-------- Data to process
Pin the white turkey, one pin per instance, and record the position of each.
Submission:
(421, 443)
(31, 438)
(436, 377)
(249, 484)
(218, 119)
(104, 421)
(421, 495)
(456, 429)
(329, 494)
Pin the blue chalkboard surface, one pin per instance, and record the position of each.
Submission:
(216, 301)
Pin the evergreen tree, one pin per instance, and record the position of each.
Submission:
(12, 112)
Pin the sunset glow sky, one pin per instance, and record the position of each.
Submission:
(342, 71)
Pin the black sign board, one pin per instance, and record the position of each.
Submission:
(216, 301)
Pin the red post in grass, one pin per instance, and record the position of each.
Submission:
----------------
-------- Data to process
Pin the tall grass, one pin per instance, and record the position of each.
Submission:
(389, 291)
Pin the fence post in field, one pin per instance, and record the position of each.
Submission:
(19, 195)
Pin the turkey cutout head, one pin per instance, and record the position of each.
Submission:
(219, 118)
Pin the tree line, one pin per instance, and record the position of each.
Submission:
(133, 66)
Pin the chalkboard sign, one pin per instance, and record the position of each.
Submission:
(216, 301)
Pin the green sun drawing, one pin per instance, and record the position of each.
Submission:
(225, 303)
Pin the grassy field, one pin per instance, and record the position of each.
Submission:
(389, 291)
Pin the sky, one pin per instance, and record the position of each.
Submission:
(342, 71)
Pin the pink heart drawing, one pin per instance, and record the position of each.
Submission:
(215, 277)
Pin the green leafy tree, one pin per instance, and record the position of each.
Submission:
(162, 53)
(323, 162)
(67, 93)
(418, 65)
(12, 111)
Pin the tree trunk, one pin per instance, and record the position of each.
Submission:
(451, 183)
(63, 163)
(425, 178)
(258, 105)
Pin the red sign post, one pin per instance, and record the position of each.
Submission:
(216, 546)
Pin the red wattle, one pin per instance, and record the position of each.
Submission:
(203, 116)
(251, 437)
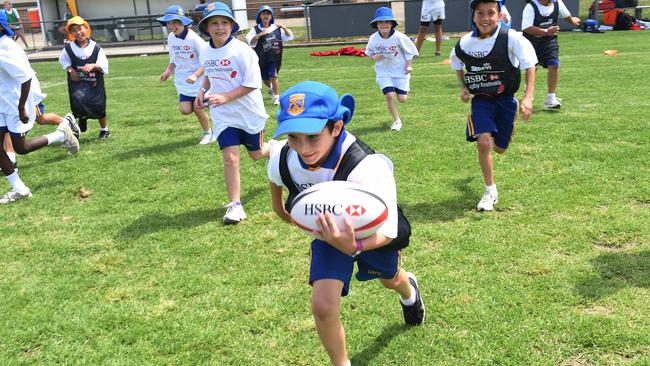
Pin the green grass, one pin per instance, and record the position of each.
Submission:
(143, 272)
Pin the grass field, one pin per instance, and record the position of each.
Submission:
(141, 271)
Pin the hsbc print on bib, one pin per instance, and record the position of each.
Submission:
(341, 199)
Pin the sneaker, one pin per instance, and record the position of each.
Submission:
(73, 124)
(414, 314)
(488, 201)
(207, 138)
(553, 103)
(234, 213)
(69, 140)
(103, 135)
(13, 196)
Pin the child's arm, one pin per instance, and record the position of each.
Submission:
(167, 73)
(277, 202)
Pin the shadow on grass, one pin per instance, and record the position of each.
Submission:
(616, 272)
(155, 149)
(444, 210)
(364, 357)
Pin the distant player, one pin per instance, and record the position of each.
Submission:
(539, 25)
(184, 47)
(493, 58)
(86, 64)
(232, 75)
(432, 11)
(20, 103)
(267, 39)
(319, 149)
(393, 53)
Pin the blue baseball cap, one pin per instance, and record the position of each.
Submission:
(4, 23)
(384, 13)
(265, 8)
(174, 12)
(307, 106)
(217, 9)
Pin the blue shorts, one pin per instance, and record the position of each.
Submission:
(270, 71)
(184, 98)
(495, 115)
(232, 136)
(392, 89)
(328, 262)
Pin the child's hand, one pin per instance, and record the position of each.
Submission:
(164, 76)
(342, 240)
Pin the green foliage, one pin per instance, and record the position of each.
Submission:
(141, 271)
----------------
-------- Data to process
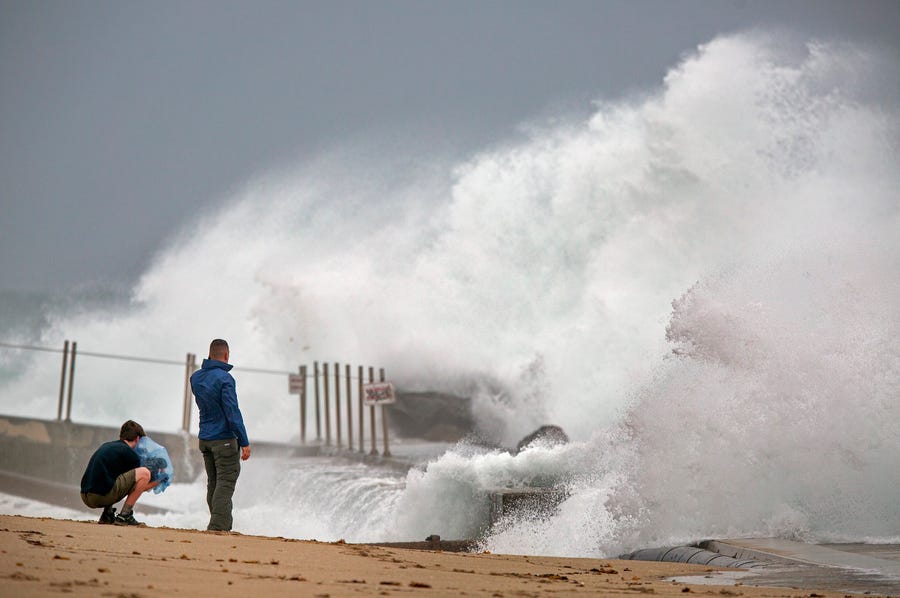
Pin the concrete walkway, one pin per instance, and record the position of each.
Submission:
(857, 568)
----------------
Scan the entries for lines holding the string "child", then copy every one of them.

Pin the child's arm, one pin per instance, and record the position of each.
Pin the child's hand, one pin per instance, and record the position of each.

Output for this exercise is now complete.